** PERSYARATAN TUGAS **
Salin persis bagian teks tentang Santo Yohanes Maria Vianney, semuanya dari "Pesona keteladanan Yohanes" terus ke bawah sampai "yang begitu jauh.".

** TEKS YANG DIBERIKAN **
| Penulis: Deodatus Kolek
Di hari peringatan St. Yohanes Maria Vianney tahun ini saya ingin berbagi refleksi. Judul di atas keluar dari mulut Santo Vianney.
Dia adalah imam suci yang bertugas dan meninggal 4 Agustus 1859 di Ars-Perancis. Begitu memikat pesona imam ini sampai pada abad ini pun gemanya masih terdengar. Bahkan tahun 2009, Paus Benediktus XVI menetapkan sebagai Tahun Imam untuk mengingat 150 tahun wafatnya imam Ars ini.
Pesona keteladanan Yohanes Vianney tidak lepas dari nasihat uskupnya pada saat dia tahbisan: “Gereja tidak hanya menginginkan imam yang terpelajar, tetapi terutama imam yang suci”. Nasihat uskupnya ini begitu menggelora dalam diri Yohanes Vianney. Dia ditugaskan di tempat yang jauh dari kemapanan dan mendapatkan kemapanan kesucian yang begitu jauh.

** CUPLIKAN KUMPULAN DATA **
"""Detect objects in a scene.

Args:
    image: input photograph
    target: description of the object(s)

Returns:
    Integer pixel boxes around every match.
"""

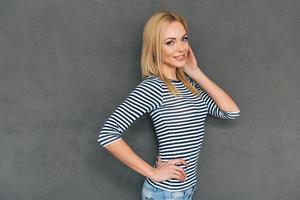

** PENYELESAIAN SOAL INI **
Pesona keteladanan Yohanes Vianney tidak lepas dari nasihat uskupnya pada saat dia tahbisan: “Gereja tidak hanya menginginkan imam yang terpelajar, tetapi terutama imam yang suci”. Nasihat uskupnya ini begitu menggelora dalam diri Yohanes Vianney. Dia ditugaskan di tempat yang jauh dari kemapanan dan mendapatkan kemapanan kesucian yang begitu jauh.